Please edit every item below by replacing "flip-flop" with "sandal", and keep every other line unchanged.
Start of RECORDED DATA
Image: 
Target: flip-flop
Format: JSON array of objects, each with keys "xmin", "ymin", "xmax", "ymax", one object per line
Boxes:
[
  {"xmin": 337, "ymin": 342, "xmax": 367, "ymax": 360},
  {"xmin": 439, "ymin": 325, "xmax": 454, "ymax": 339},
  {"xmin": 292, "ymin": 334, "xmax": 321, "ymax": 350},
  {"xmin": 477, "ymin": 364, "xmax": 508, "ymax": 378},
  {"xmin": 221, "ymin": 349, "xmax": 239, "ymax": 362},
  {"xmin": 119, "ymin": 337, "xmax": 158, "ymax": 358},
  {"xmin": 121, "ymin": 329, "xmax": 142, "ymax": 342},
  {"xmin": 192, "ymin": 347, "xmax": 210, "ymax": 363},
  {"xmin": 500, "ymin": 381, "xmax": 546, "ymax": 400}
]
End of RECORDED DATA
=== ANSWER TO THE TASK ===
Image: 
Target: sandal
Format: JSON array of objects, each with keys "xmin", "ymin", "xmax", "ymax", one object per line
Boxes:
[
  {"xmin": 337, "ymin": 342, "xmax": 367, "ymax": 360},
  {"xmin": 439, "ymin": 325, "xmax": 454, "ymax": 339},
  {"xmin": 292, "ymin": 334, "xmax": 321, "ymax": 350},
  {"xmin": 477, "ymin": 364, "xmax": 508, "ymax": 378},
  {"xmin": 221, "ymin": 349, "xmax": 239, "ymax": 362},
  {"xmin": 119, "ymin": 337, "xmax": 158, "ymax": 358},
  {"xmin": 121, "ymin": 329, "xmax": 142, "ymax": 342},
  {"xmin": 192, "ymin": 347, "xmax": 210, "ymax": 363},
  {"xmin": 500, "ymin": 381, "xmax": 546, "ymax": 400}
]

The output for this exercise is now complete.